+++ Raw data +++

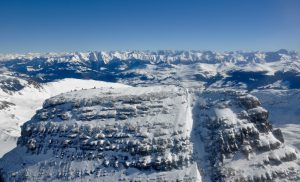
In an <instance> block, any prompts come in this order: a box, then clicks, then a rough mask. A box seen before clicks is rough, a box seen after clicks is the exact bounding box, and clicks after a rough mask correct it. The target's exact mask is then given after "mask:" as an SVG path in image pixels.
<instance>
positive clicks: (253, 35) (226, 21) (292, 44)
mask: <svg viewBox="0 0 300 182" xmlns="http://www.w3.org/2000/svg"><path fill="white" fill-rule="evenodd" d="M280 48H287V49H291V50H300V1H299V0H247V1H246V0H0V52H1V53H16V52H17V53H24V52H49V51H57V52H62V51H89V50H93V51H94V50H158V49H170V50H183V49H184V50H191V49H192V50H214V51H228V50H246V51H251V50H277V49H280Z"/></svg>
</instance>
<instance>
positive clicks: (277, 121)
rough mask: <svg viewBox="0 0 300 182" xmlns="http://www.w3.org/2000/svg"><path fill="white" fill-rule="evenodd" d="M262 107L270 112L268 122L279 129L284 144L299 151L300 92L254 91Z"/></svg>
mask: <svg viewBox="0 0 300 182" xmlns="http://www.w3.org/2000/svg"><path fill="white" fill-rule="evenodd" d="M252 94H253V95H256V96H257V97H258V98H259V100H260V101H261V102H262V103H263V105H264V106H265V107H266V109H268V110H269V111H270V122H271V123H272V124H273V125H274V127H276V128H280V129H281V130H282V133H283V135H284V138H285V141H286V143H288V144H290V145H293V146H294V147H296V148H298V150H300V134H299V133H300V117H299V116H300V105H299V103H300V90H299V89H293V90H275V89H265V90H255V91H253V92H252Z"/></svg>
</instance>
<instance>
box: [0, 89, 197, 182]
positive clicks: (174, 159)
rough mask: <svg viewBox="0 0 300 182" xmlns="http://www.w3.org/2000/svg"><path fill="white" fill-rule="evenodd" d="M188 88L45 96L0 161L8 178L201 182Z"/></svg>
mask: <svg viewBox="0 0 300 182" xmlns="http://www.w3.org/2000/svg"><path fill="white" fill-rule="evenodd" d="M191 129H192V116H191V108H190V103H189V99H188V94H187V90H186V89H183V88H177V87H173V86H169V87H144V88H139V87H136V88H133V87H132V88H125V89H113V88H107V89H90V90H81V91H76V92H69V93H64V94H61V95H58V96H56V97H53V98H51V99H48V100H47V101H46V102H45V103H44V105H43V109H41V110H39V111H38V112H37V113H36V115H35V116H34V117H33V118H32V119H31V120H30V121H29V122H27V123H26V124H24V125H23V126H22V135H21V137H20V138H19V140H18V147H17V148H15V149H14V150H13V151H11V152H9V153H8V154H6V155H5V156H4V157H3V158H2V159H1V162H0V168H2V177H3V178H4V179H5V180H7V181H12V180H17V181H19V180H22V181H23V180H24V181H40V180H56V181H65V180H72V181H87V180H101V181H118V180H119V181H129V180H138V181H143V180H146V179H147V180H155V181H175V180H184V181H200V180H201V179H200V176H199V173H198V170H197V165H196V163H193V159H192V151H193V149H192V145H191V143H190V140H189V136H190V132H191Z"/></svg>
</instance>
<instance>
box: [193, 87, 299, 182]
mask: <svg viewBox="0 0 300 182" xmlns="http://www.w3.org/2000/svg"><path fill="white" fill-rule="evenodd" d="M196 98H198V100H197V101H196V104H195V107H194V109H193V118H194V124H193V134H192V137H191V138H192V143H196V142H197V141H198V140H201V141H203V143H202V145H196V146H195V145H194V155H195V156H194V159H195V160H196V161H197V163H198V166H202V167H203V166H205V167H203V172H202V174H204V175H206V176H209V177H208V178H209V179H210V180H212V181H251V182H255V181H284V180H287V181H299V180H300V176H299V174H300V166H299V153H298V152H297V150H296V149H295V148H292V147H291V146H288V145H286V144H285V141H284V137H283V134H282V132H281V130H280V129H273V127H272V125H271V124H270V123H269V121H268V116H269V112H268V111H267V110H266V109H264V108H263V107H262V106H261V103H260V101H259V100H258V99H257V98H256V97H254V96H252V95H249V94H246V93H242V92H237V91H218V90H211V91H205V92H202V93H200V94H198V95H197V96H196ZM201 152H202V153H204V155H203V156H197V154H199V153H201Z"/></svg>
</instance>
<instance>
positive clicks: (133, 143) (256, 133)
mask: <svg viewBox="0 0 300 182" xmlns="http://www.w3.org/2000/svg"><path fill="white" fill-rule="evenodd" d="M299 103H300V53H298V52H295V51H287V50H283V49H282V50H279V51H275V52H240V51H237V52H224V53H217V52H211V51H156V52H153V51H111V52H105V51H100V52H85V53H47V54H38V53H29V54H23V55H22V54H18V55H17V54H13V55H7V54H6V55H0V157H2V158H1V159H0V181H1V180H3V181H66V180H69V181H249V182H254V181H300V159H299V158H300V154H299V150H300V144H299V139H300V134H299V133H300V120H299V118H300V117H299V116H300V106H299Z"/></svg>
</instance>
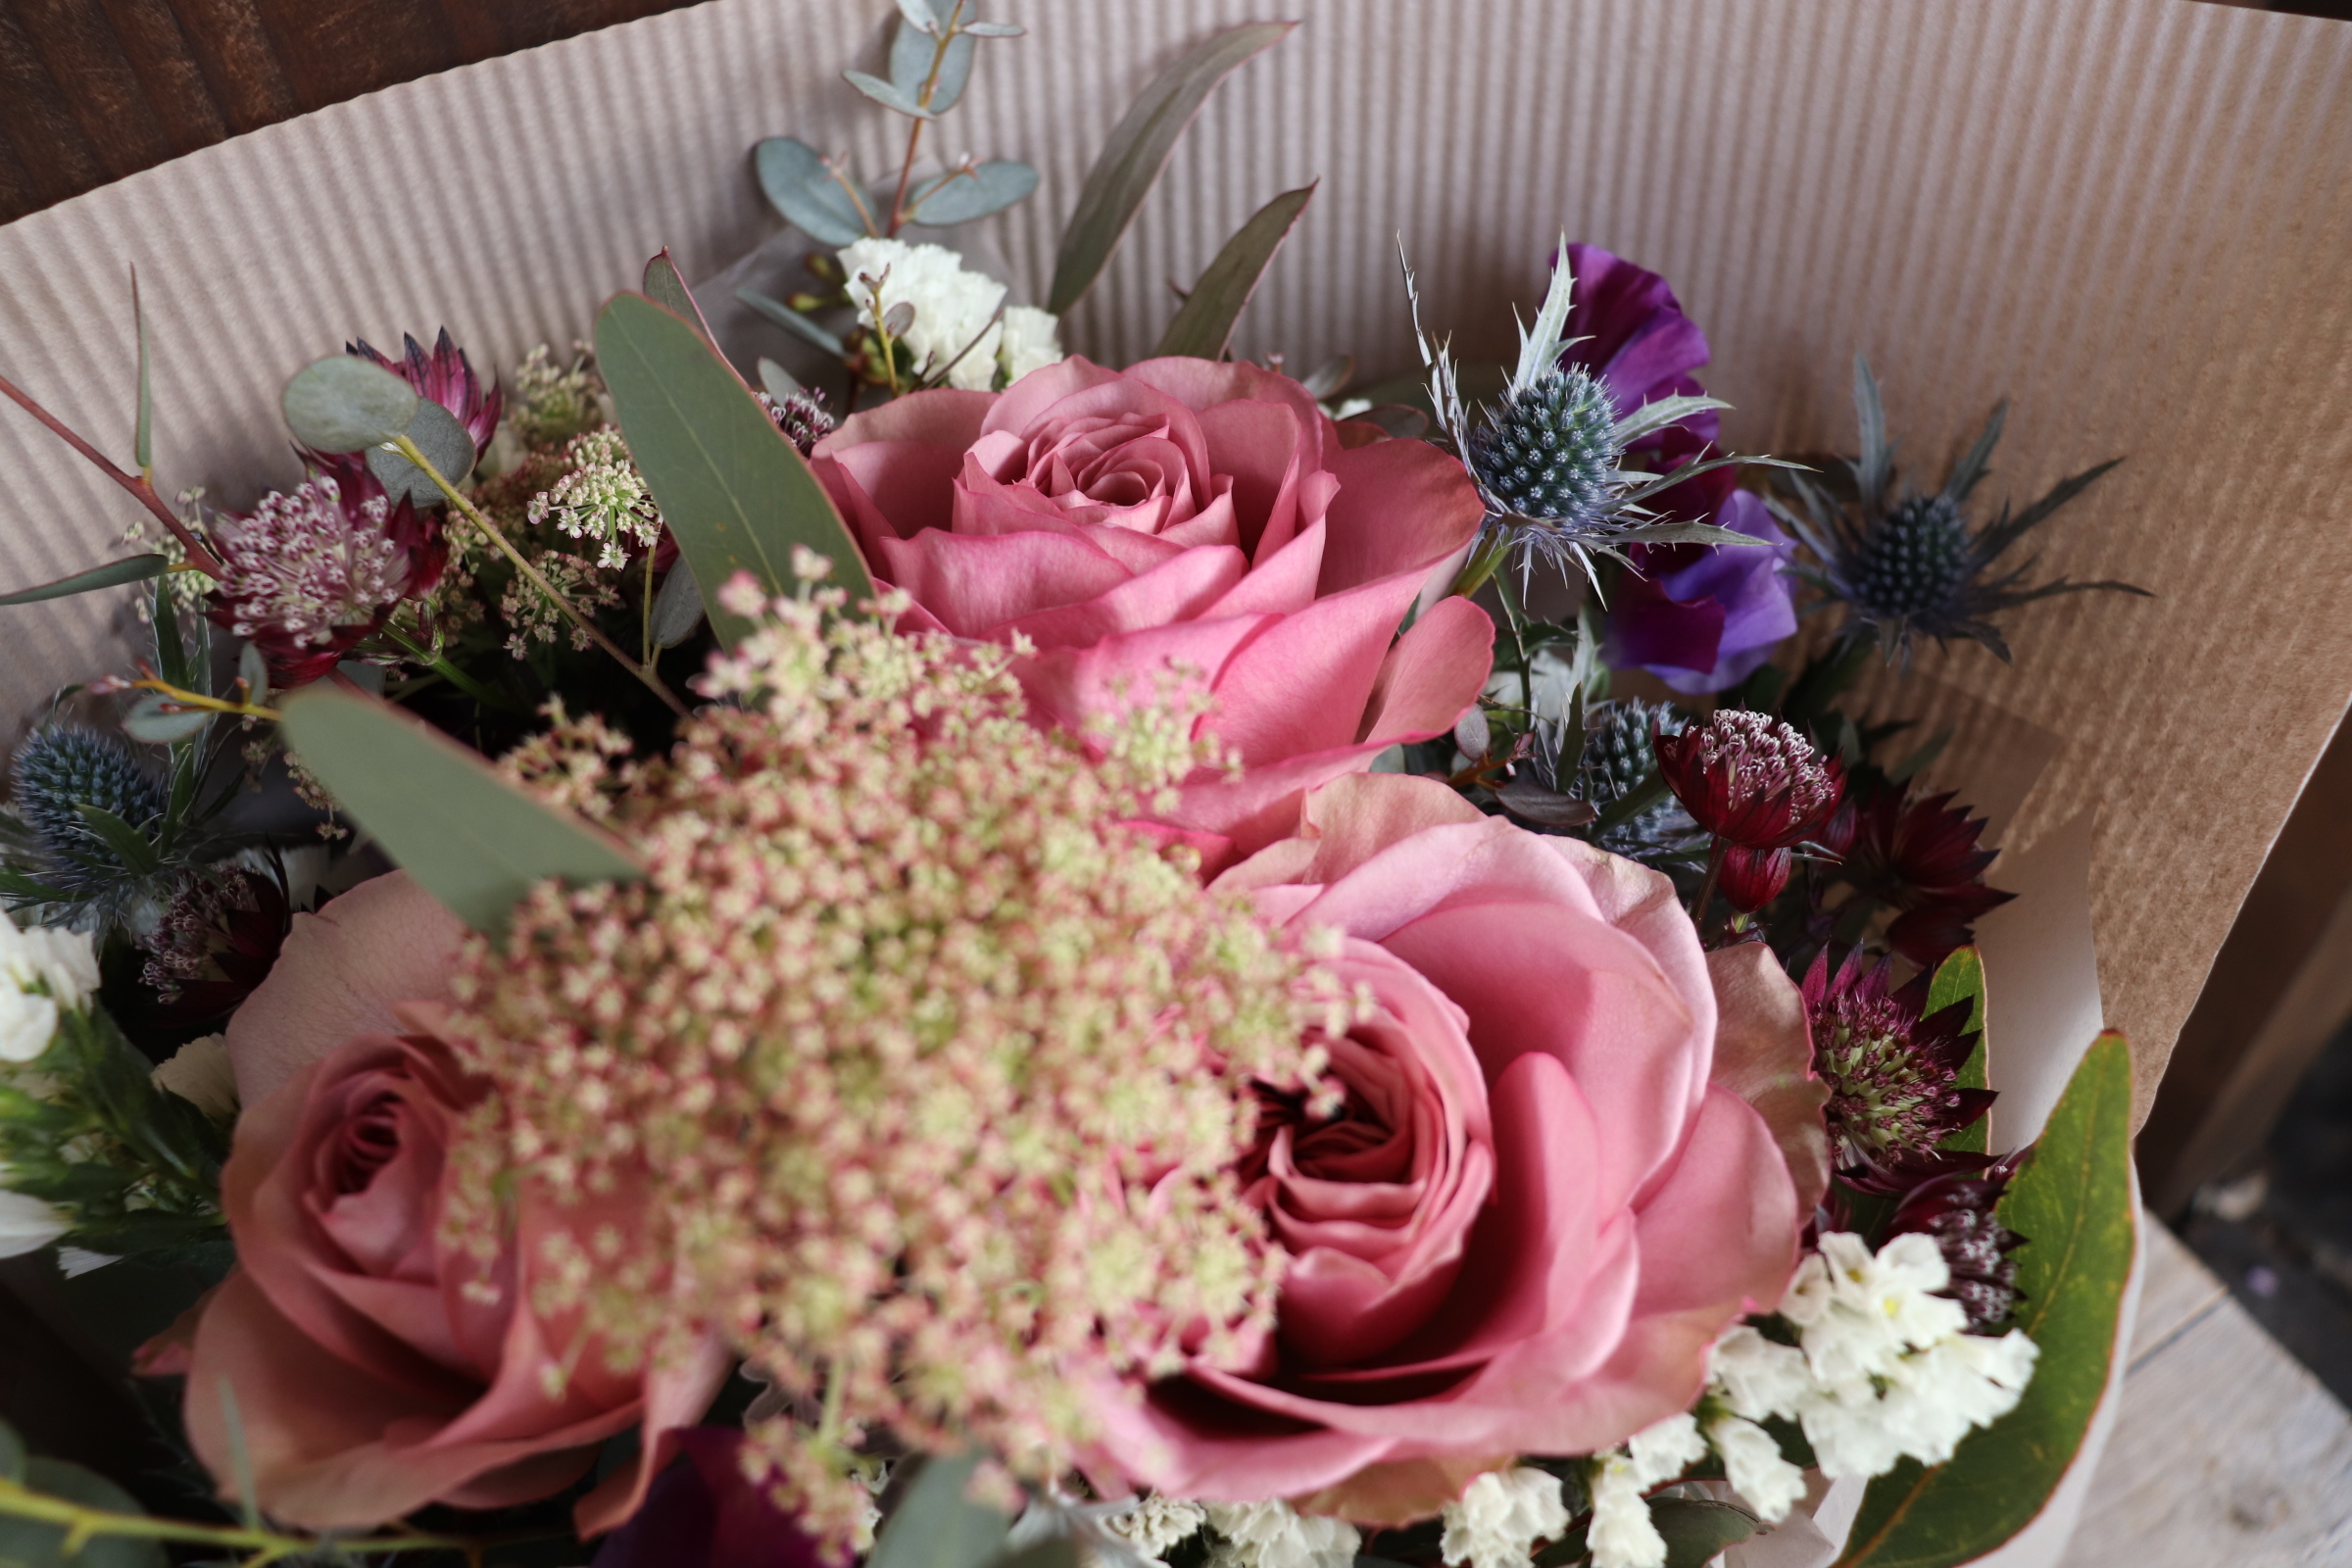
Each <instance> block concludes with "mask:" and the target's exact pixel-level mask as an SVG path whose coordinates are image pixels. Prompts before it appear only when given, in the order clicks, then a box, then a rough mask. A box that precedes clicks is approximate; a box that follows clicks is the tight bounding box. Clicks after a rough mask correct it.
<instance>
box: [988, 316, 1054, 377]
mask: <svg viewBox="0 0 2352 1568" xmlns="http://www.w3.org/2000/svg"><path fill="white" fill-rule="evenodd" d="M997 357H1000V360H1002V362H1004V386H1011V383H1014V381H1018V378H1021V376H1025V374H1030V371H1033V369H1044V367H1047V364H1061V357H1063V353H1061V317H1056V315H1054V313H1049V310H1040V308H1037V306H1007V310H1004V346H1002V350H1000V355H997Z"/></svg>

+++

**Task to carry out**
Set down the material above as is, without any pictures.

**Response box**
In an <instance> block, any prompts come in this order: a box, then clicks, then a rough mask. A box seen before clicks is rough, a box seen after clicks is the exact bounding box, and clicks after a rough mask correct it. The target's exact mask is then given after "mask:" as an SVG path in image pixels.
<instance>
positive clicks: (253, 35) (226, 21) (292, 44)
mask: <svg viewBox="0 0 300 182" xmlns="http://www.w3.org/2000/svg"><path fill="white" fill-rule="evenodd" d="M280 48H287V49H291V50H300V1H299V0H247V1H246V0H0V52H1V53H16V52H17V53H24V52H49V51H57V52H62V51H89V50H93V51H94V50H158V49H170V50H183V49H184V50H191V49H192V50H214V51H228V50H246V51H251V50H277V49H280Z"/></svg>
</instance>
<instance>
positive clicks: (277, 121)
rough mask: <svg viewBox="0 0 300 182" xmlns="http://www.w3.org/2000/svg"><path fill="white" fill-rule="evenodd" d="M262 107L270 112L268 122L279 129L284 144L299 151L300 92L254 91Z"/></svg>
mask: <svg viewBox="0 0 300 182" xmlns="http://www.w3.org/2000/svg"><path fill="white" fill-rule="evenodd" d="M252 94H253V95H256V96H257V97H258V98H259V100H260V101H261V102H262V103H263V105H264V106H265V107H266V109H268V110H269V111H270V122H271V123H272V124H273V125H274V127H276V128H280V129H281V130H282V133H283V135H284V138H285V141H286V143H288V144H290V145H293V146H294V147H296V148H298V150H300V134H299V133H300V117H299V116H300V105H299V103H300V90H299V89H293V90H275V89H265V90H255V91H253V92H252Z"/></svg>
</instance>
<instance>
box: [0, 89, 197, 182]
positive clicks: (174, 159)
rough mask: <svg viewBox="0 0 300 182" xmlns="http://www.w3.org/2000/svg"><path fill="white" fill-rule="evenodd" d="M188 88L45 96L0 161L8 178L201 182Z"/></svg>
mask: <svg viewBox="0 0 300 182" xmlns="http://www.w3.org/2000/svg"><path fill="white" fill-rule="evenodd" d="M191 129H192V116H191V108H190V103H189V99H188V94H187V90H186V89H183V88H177V87H173V86H169V87H144V88H139V87H136V88H133V87H132V88H125V89H113V88H107V89H90V90H81V91H76V92H69V93H64V94H61V95H58V96H56V97H53V98H51V99H48V100H47V101H46V102H45V103H44V105H43V109H41V110H39V111H38V112H37V113H36V115H35V116H34V117H33V118H32V119H31V120H30V121H29V122H27V123H26V124H24V125H23V126H22V135H21V137H20V138H19V140H18V147H17V148H15V149H14V150H13V151H11V152H9V153H8V154H6V155H5V156H4V157H3V158H2V159H1V162H0V168H2V177H3V178H4V179H5V180H7V181H12V180H17V181H19V180H22V181H23V180H24V181H40V180H56V181H65V180H72V181H87V180H101V181H118V180H119V181H129V180H138V181H143V180H146V179H147V180H155V181H175V180H184V181H200V180H201V179H200V176H199V173H198V170H197V165H196V163H193V159H192V151H193V149H192V145H191V143H190V140H189V136H190V132H191Z"/></svg>
</instance>
<instance>
box: [193, 87, 299, 182]
mask: <svg viewBox="0 0 300 182" xmlns="http://www.w3.org/2000/svg"><path fill="white" fill-rule="evenodd" d="M196 98H198V100H197V101H196V104H195V107H194V109H193V118H194V124H193V134H192V137H191V138H192V143H196V142H197V141H198V140H201V141H203V143H202V145H196V146H195V145H194V155H195V156H194V159H195V160H196V161H197V163H198V166H202V167H203V166H205V167H203V172H202V174H204V175H206V176H209V177H208V178H209V179H210V180H212V181H251V182H255V181H284V180H287V181H299V180H300V176H299V174H300V166H299V153H298V152H297V150H296V149H295V148H292V147H291V146H288V145H286V144H285V141H284V137H283V134H282V132H281V130H280V129H273V127H272V125H271V124H270V123H269V121H268V116H269V112H268V111H267V110H266V109H264V108H263V107H262V106H261V103H260V101H259V100H258V99H257V98H256V97H254V96H252V95H249V94H246V93H242V92H237V91H218V90H211V91H205V92H202V93H200V94H198V95H197V96H196ZM201 152H202V153H204V155H203V156H197V154H199V153H201Z"/></svg>
</instance>
<instance>
positive clicks: (133, 143) (256, 133)
mask: <svg viewBox="0 0 300 182" xmlns="http://www.w3.org/2000/svg"><path fill="white" fill-rule="evenodd" d="M299 103H300V53H298V52H295V51H287V50H283V49H282V50H279V51H275V52H240V51H237V52H224V53H217V52H211V51H156V52H153V51H111V52H105V51H100V52H85V53H47V54H38V53H29V54H23V55H22V54H18V55H17V54H13V55H7V54H6V55H0V157H2V158H1V159H0V181H1V180H3V181H66V180H69V181H249V182H254V181H300V159H299V158H300V154H299V150H300V144H299V139H300V134H299V133H300V120H299V118H300V117H299V116H300V106H299Z"/></svg>
</instance>
Each <instance> block concludes with "mask:" and the target's exact pixel-level mask as an SVG path whose coordinates are image pixels. Prompts before it appear only when given, in the order clicks, then a box, then a rough mask. A box that precedes clicks is approximate; a box that follows clicks is the tight bounding box. Clicks after a rough mask correct it.
<instance>
box: [988, 316, 1054, 377]
mask: <svg viewBox="0 0 2352 1568" xmlns="http://www.w3.org/2000/svg"><path fill="white" fill-rule="evenodd" d="M997 357H1000V360H1002V362H1004V386H1011V383H1014V381H1018V378H1021V376H1025V374H1030V371H1033V369H1044V367H1047V364H1061V357H1063V353H1061V317H1056V315H1054V313H1049V310H1040V308H1037V306H1007V310H1004V346H1002V350H1000V355H997Z"/></svg>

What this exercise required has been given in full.